• [PASSAGE TO READ]
++++
# Walking (safely) on a Metal Roof



## Gymschu (Dec 12, 2010)

As a painter, I have several projects this year which will require walking on metal roofs to get to some areas that need painting. None of these roofs have steep pitches. Are there special shoes that can give me some extra traction? On a side note, I slipped and fell on a metal roof because I didn't see some morning dew on the surface.


----------



## joecaption (Nov 30, 2011)

Sneaker should work.
I like to use one of these on the ladder.
http://www.badgerladder.com/p.92/roofing-equipment-roof-hooks.aspx


----------



## seeyou (Dec 12, 2008)

If it's a standing seam roof, you can clamp sheet metal vice grips to the seams in several places and lay a 2x4 across the top of them to give you a toe hold.


----------



## Gymschu (Dec 12, 2010)

Joe, Seeyou, thanks for the suggestions.........I'll give both ideas a try.......and upgrade the tread on my sneakers!
++++
• [EXERCISE AIM]
Extend the forum thread above on walking safely on metal roofs, picking up after Gymschu's last post.

• [SOURCE EXCERPT]
++++
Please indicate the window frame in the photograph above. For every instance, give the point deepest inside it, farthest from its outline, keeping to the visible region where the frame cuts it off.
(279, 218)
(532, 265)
++++
• [RESPONSE]
I will add that I am a bit timid up on these roofs because when you fall, there's no warning, you go down & you go down HARD!


----------



## Windows on Wash (Aug 30, 2011)

Be sure to get something in your contract (in writing) that you will not be responsible for any shoe prints or any other normal foot traffic marks on the roof.

If you damage it, yes...you should be responsible. 

That being said, if the finish is beyond serviceable and the surface is very chalked, even light foot traffic will show and you will be on the hook for it.

Just giving you a heads up and you should very carefully inspect the surface prior to walking it.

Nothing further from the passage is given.